About this exercise
Could you please repeat the data below word for word?

Data for this task

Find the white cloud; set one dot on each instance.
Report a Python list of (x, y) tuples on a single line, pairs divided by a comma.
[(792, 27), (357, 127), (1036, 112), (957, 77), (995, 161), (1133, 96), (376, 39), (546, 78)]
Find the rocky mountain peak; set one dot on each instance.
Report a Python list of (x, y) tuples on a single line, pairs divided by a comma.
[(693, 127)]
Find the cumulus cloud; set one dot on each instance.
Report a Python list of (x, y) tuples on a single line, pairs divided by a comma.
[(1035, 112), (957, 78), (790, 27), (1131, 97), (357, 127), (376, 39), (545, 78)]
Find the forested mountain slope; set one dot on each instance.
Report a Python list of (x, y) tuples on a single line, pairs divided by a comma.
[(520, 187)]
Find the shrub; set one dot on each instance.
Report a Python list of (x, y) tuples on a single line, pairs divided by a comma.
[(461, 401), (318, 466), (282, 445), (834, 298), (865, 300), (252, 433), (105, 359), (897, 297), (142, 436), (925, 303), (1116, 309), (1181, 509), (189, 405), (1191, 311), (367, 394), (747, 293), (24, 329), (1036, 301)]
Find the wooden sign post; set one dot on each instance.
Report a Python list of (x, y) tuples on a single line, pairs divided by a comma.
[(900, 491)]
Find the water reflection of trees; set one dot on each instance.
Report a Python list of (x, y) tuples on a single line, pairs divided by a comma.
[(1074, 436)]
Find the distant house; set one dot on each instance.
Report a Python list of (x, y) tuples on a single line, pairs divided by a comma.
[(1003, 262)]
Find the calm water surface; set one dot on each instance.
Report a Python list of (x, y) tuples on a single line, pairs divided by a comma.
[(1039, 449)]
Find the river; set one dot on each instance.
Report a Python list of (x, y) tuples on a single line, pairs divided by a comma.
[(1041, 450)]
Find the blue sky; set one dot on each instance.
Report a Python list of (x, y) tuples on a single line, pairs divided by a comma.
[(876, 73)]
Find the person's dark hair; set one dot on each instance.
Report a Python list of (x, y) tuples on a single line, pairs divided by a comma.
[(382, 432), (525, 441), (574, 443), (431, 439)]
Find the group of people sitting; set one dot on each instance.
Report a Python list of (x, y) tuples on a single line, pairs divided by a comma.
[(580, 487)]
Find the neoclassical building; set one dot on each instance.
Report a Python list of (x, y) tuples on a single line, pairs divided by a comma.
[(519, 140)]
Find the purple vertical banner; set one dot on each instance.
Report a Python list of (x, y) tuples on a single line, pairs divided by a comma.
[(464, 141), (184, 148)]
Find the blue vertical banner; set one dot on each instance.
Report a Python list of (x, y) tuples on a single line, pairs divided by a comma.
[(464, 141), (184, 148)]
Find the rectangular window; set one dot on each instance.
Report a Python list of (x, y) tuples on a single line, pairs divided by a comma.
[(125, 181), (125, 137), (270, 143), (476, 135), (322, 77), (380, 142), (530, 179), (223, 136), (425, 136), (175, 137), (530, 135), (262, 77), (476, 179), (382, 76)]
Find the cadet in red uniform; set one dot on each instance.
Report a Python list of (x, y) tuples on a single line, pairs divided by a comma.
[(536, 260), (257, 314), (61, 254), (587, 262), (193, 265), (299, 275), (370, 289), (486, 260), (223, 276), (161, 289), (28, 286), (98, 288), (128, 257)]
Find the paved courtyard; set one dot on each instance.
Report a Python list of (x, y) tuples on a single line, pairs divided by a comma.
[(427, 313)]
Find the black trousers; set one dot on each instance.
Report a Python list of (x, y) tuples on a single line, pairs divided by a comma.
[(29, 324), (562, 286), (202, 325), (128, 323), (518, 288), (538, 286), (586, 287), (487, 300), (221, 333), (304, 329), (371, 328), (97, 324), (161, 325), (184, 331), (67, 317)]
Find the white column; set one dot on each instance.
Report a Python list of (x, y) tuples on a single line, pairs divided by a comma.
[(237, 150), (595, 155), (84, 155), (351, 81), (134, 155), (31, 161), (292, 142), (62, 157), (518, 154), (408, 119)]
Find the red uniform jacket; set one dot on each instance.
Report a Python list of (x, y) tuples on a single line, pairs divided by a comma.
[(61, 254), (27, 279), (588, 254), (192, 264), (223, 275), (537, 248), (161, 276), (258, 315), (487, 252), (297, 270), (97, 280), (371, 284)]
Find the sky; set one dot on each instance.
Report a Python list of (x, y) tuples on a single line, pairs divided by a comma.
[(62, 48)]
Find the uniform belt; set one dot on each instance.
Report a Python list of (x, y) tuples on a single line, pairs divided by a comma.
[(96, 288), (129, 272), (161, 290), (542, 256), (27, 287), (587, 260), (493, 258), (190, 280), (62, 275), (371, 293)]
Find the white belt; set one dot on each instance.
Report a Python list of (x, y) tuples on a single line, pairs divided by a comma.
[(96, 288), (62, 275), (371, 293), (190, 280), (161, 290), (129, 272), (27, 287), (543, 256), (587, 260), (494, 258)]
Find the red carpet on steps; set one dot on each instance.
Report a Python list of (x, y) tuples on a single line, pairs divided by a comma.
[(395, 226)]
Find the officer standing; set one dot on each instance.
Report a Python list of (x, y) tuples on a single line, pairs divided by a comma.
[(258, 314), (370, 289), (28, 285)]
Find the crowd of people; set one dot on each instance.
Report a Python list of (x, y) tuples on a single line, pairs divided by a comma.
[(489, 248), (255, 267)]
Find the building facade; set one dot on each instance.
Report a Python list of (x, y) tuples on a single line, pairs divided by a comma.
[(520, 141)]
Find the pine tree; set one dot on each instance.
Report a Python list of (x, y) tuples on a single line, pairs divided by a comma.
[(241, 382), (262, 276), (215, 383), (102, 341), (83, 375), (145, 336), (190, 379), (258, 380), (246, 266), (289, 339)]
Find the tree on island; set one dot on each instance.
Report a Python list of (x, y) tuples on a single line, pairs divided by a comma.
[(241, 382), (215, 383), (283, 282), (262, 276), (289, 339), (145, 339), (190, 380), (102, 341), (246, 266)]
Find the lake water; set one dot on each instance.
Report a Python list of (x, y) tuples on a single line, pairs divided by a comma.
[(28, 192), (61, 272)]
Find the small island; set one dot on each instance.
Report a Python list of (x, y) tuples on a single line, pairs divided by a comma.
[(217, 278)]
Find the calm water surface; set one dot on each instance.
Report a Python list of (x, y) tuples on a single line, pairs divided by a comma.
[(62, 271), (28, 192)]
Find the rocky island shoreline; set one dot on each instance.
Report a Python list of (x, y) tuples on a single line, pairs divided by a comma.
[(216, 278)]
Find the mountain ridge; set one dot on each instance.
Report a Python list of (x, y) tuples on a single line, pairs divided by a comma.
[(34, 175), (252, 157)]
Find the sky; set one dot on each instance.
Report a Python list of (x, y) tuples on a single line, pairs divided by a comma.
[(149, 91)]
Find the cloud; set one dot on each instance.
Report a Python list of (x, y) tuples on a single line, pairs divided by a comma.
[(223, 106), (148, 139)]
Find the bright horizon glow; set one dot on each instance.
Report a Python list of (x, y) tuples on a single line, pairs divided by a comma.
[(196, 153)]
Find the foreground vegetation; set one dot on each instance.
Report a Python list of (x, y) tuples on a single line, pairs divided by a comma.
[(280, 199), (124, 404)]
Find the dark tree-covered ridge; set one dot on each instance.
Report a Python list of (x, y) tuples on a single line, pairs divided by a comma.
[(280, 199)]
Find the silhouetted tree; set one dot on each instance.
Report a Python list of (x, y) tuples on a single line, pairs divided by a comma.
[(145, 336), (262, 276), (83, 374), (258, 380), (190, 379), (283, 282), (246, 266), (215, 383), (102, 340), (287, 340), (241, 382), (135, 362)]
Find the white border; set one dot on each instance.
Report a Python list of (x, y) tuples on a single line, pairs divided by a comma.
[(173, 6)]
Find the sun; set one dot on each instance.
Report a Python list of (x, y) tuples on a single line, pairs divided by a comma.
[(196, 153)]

Written response
Find the white cloud; set one dot on each instance.
Report a Python list of (x, y) tuples on a single line, pairs divided by a comma.
[(792, 27), (357, 127), (1036, 112), (957, 77), (995, 161), (1133, 96), (376, 39), (546, 78)]
Find the rocky mountain peak; set one dot on each instance.
Report a Python list of (x, y) tuples on a single line, pairs divided by a comma.
[(693, 127)]
Find the cumulus cloud; set one dot on each instance.
Report a Python list of (x, y) tuples on a single line, pairs divided by a comma.
[(1035, 112), (957, 78), (790, 27), (1131, 97), (357, 127), (376, 39), (545, 78)]
Find the forested mountain slope; set one dot on each instance.
Report a Python list of (x, y) tuples on a single line, pairs divided by a comma.
[(520, 187)]
Find the shrub; set one dot on each instance.
Report a Python list of (x, y) tuples on a single line, pairs divided by a comma.
[(461, 401), (318, 466), (282, 445), (834, 298), (865, 300), (252, 433), (105, 359), (897, 297), (142, 436), (925, 303), (1116, 309), (1181, 509), (189, 405), (1191, 311), (367, 394), (747, 293), (24, 329), (1036, 301)]
Find the wooden sign post; set one dot on each instance.
Report a Python list of (x, y) tuples on a single line, pairs divided by a comma.
[(900, 491)]
Find the water reflection of trees; set one dot on each instance.
Report a Python list of (x, y) tuples on a single line, pairs divided by a comma.
[(1074, 436)]
Find the distant house; set one dot on each instance.
Report a Python list of (x, y) tuples on a single line, pairs divided by a comma.
[(1003, 262)]
Find the calm water surface; set one dot on each instance.
Report a Python list of (x, y) tuples on a single line, pairs divided by a comma.
[(1039, 449)]
Find the river; set one dot on each instance.
Report a Python list of (x, y) tuples on a single line, pairs divided by a comma.
[(1041, 450)]
Find the blue sky; set one dot on each instance.
Report a Python list of (x, y) tuples on a single line, pairs divided by a comma.
[(876, 73)]
Find the person's dark hair; set one dot on each instance.
Report a Python list of (x, y) tuples on a single line, pairs divided by a comma.
[(382, 432), (525, 441), (574, 443), (431, 439)]
Find the group of people sitting; set one dot on each instance.
Report a Python list of (x, y) tuples on a single line, pairs divided by a comma.
[(580, 487)]
Find the neoclassical building; set one dot on each instance.
Report a Python list of (x, y) tuples on a single line, pairs divided by a comma.
[(519, 140)]
Find the purple vertical banner; set one dot on each instance.
Report a Python list of (x, y) tuples on a single line, pairs divided by a comma.
[(464, 141), (184, 148)]
Find the blue vertical banner; set one dot on each instance.
Report a Python list of (x, y) tuples on a single line, pairs divided by a comma.
[(464, 141), (184, 148)]
Find the rectangular window; set one dot on each instance.
Report a Python list of (x, y) tuples on a single line, pairs divided by a comma.
[(125, 181), (125, 137), (270, 143), (476, 135), (322, 77), (380, 142), (530, 179), (223, 136), (425, 136), (175, 137), (530, 135), (262, 77), (476, 179), (382, 76)]
Find the cadet in red uniform; set one dot on each instance.
Report a Python list of (x, y) tuples on a single line, pairs divided by a comma.
[(536, 260), (257, 314), (61, 254), (587, 262), (193, 265), (299, 275), (370, 289), (486, 260), (223, 276), (161, 289), (28, 286), (98, 288), (128, 257)]
Find the paved courtyard; set one dot on each instance.
Report a Python list of (x, y) tuples on a single line, pairs divided by a comma.
[(427, 313)]
Find the black trousers; set one dot on each instance.
Report a Python list of (x, y) tuples on a single line, pairs divided by a comma.
[(29, 324), (562, 286), (202, 325), (128, 323), (518, 288), (538, 286), (586, 287), (487, 300), (221, 333), (304, 329), (371, 328), (97, 324), (161, 325), (184, 331), (67, 317)]
Find the white column; set one dot on each instance.
Report a Python list of (x, y) tuples on a single line, pairs divided by a comma.
[(237, 150), (595, 155), (84, 155), (351, 81), (134, 155), (31, 161), (292, 142), (62, 157), (518, 154), (408, 119)]
Find the red uniform jacket; set one dot on each instance.
Report a Python list of (x, y) tuples on a single line, pairs divided by a comma.
[(61, 254), (27, 279), (588, 254), (192, 264), (223, 275), (537, 248), (161, 276), (258, 315), (487, 252), (297, 270), (97, 280), (371, 284)]
Find the sky; set one dot on each instance.
Report a Python list of (x, y) tuples on a single line, pairs divided by a comma.
[(62, 48)]
Find the uniform belt; set one dot on each instance.
Report a Python list of (x, y) tuples on a single line, pairs divided by a comma.
[(96, 288), (129, 272), (161, 290), (542, 256), (27, 287), (587, 260), (493, 258), (190, 280), (62, 275), (371, 293)]
Find the white belt; set one dot on each instance.
Report a Python list of (x, y) tuples on a single line, pairs divided by a comma.
[(96, 288), (62, 275), (371, 293), (190, 280), (161, 290), (129, 272), (27, 287), (543, 256), (587, 260), (494, 258)]
Find the red carpet on steps; set one dot on each instance.
Report a Python list of (x, y) tuples on a single line, pairs divided by a comma.
[(395, 226)]
Find the officer standing; set one dot on each instance.
Report a Python list of (x, y) tuples on a single line, pairs divided by a comma.
[(258, 314), (370, 289), (28, 285)]
Find the crowd of people; set one dot on each instance.
Report a Python list of (x, y) tuples on a single line, pairs divided by a comma.
[(489, 248), (255, 267)]
Find the building facade; set one dot on each instance.
Report a Python list of (x, y) tuples on a single line, pairs divided by a comma.
[(520, 141)]
Find the pine tree; set one dot on each instance.
Report a Python list of (x, y) tuples on a single line, pairs divided by a comma.
[(241, 382), (262, 276), (215, 383), (102, 341), (83, 375), (145, 336), (190, 379), (258, 380), (246, 266), (289, 339)]
Find the tree on island; set one dot on each instance.
Report a Python list of (x, y) tuples on a single line, pairs divided by a comma.
[(241, 382), (215, 383), (283, 282), (262, 276), (289, 339), (145, 339), (190, 380), (102, 341), (246, 266)]
Find the lake water; set one dot on each instance.
Report a Python list of (x, y) tuples on a single line, pairs divided by a comma.
[(28, 192), (61, 272)]
Find the small island; set one dot on each instance.
Report a Python list of (x, y) tuples on a single line, pairs divided by a comma.
[(217, 278)]
Find the calm water surface; set one dot on each instance.
Report a Python list of (x, y) tuples on a single line, pairs divided by a comma.
[(62, 271), (28, 192)]
Find the rocky island shoreline; set one dot on each instance.
Report a Python list of (x, y) tuples on a single line, pairs divided by a comma.
[(216, 278)]
Find the mountain ridge; set one dot on each instance.
Report a Python list of (x, y) tuples on a single line, pairs divided by a comma.
[(34, 175), (252, 157)]
Find the sky; set one dot on each instance.
Report a Python list of (x, y) tuples on a single line, pairs divided by a comma.
[(149, 91)]
Find the cloud; set one dot on each instance.
Report a Python list of (x, y) tuples on a single line, pairs divided by a comma.
[(223, 106), (148, 139)]
Find the bright horizon glow; set one dot on each instance.
Report a Python list of (x, y) tuples on a single line, pairs divided by a comma.
[(196, 153)]
Find the foreground vegetation; set one dot on each instance.
Report a Python list of (x, y) tuples on a single line, pairs divided by a comma.
[(280, 199), (124, 404)]
Find the dark tree-covered ridge; set one dot on each instance.
Report a Python list of (x, y) tuples on a single line, pairs divided by a comma.
[(280, 199)]
Find the silhouetted tree; set one dot on each instance.
Report a Python list of (x, y) tuples on a single line, pairs divided by a comma.
[(145, 336), (262, 276), (83, 374), (258, 380), (190, 379), (283, 282), (246, 266), (215, 383), (102, 340), (287, 340), (241, 382), (135, 362)]
Find the white border; set one dot on each instance.
Report a Python list of (x, y) tuples on a single line, pairs divided by a comma.
[(173, 6)]
Find the sun; set one dot on each instance.
Report a Python list of (x, y) tuples on a single line, pairs divided by a comma.
[(196, 153)]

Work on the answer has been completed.